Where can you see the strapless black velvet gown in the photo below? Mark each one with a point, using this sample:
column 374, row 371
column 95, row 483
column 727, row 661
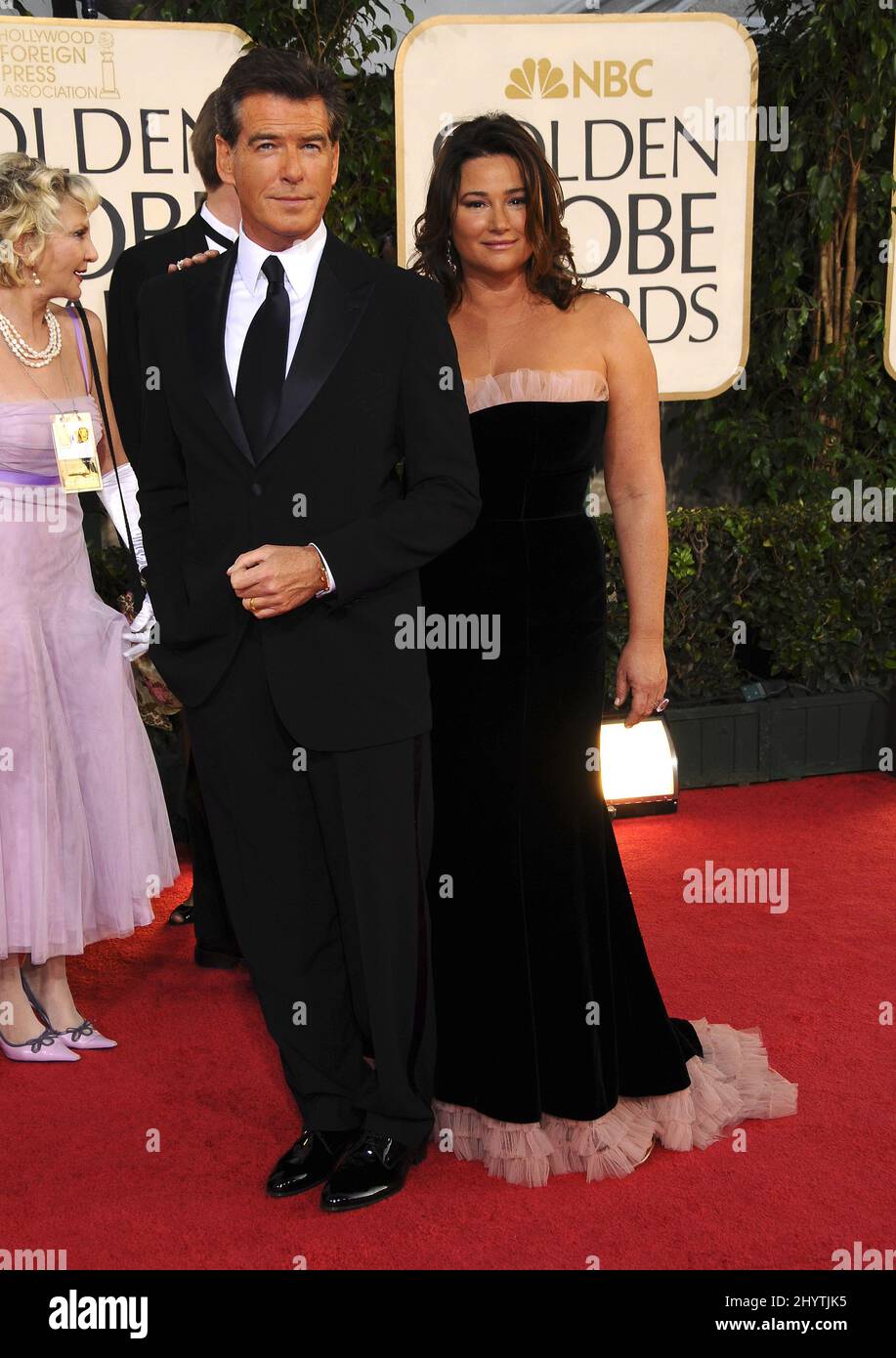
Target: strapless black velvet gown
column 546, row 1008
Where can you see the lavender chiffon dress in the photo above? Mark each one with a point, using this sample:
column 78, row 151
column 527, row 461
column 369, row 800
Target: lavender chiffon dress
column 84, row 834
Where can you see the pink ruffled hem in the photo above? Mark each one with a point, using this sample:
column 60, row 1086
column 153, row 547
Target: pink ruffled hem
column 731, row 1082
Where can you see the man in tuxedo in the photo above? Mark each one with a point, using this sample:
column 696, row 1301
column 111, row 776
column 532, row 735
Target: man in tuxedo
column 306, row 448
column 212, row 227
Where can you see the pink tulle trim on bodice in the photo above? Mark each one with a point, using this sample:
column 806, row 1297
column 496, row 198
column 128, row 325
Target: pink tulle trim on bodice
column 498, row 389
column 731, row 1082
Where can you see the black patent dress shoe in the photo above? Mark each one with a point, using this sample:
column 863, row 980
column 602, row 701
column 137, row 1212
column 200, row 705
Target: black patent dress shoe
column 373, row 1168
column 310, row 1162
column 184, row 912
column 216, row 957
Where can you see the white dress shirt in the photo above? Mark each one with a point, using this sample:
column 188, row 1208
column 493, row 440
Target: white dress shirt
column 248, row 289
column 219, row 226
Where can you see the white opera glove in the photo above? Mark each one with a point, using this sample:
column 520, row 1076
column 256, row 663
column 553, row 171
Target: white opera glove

····················

**What the exercise asks**
Reproduce the entries word for word, from the line containing "Where can you see the white dress" through the line containing "column 219, row 226", including both of those lines.

**Answer**
Where can you see the white dress shirt in the photo above? Mark each one with a point, using this sample:
column 188, row 1208
column 493, row 440
Target: white dress shirt
column 248, row 289
column 219, row 226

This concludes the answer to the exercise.